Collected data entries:
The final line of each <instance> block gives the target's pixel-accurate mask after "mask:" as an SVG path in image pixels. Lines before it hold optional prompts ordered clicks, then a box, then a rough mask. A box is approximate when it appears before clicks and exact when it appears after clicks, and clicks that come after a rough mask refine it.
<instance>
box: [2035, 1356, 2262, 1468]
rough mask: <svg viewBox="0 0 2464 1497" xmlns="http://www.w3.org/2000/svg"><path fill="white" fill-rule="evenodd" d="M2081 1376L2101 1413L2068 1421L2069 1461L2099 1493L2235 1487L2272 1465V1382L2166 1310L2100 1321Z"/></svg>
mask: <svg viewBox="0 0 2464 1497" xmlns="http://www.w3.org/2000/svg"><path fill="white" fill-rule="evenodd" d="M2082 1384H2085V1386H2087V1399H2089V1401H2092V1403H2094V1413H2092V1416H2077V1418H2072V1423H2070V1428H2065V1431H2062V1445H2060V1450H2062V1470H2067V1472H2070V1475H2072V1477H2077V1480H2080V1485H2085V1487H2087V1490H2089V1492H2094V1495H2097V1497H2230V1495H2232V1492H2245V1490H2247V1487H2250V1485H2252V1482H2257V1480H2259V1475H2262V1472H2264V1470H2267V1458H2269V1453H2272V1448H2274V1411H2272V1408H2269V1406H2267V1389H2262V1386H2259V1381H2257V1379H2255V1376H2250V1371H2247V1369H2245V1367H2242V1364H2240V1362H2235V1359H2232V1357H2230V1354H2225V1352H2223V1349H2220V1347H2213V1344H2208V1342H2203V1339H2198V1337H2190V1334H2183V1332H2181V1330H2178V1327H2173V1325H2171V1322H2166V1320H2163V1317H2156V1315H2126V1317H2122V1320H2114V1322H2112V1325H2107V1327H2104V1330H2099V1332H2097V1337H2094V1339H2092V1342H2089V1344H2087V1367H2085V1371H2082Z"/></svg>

• [WHAT NEEDS TO BE DONE] The line containing "box: [2035, 1356, 2262, 1468]" marks the end. Please print exactly every line from the top of the data to it, both included, and nothing more.

• [ANSWER TO THIS PROBLEM]
The final line of each <instance> block gives the target's pixel-accurate mask after "mask:" as an SVG path in image pixels. Lines before it hold optional prompts ordered clicks, then a box, then a rough mask. A box is approximate when it appears before clicks and exact when it appears after clicks, and clicks that come after a rough mask refine it.
<instance>
box: [2035, 1356, 2262, 1468]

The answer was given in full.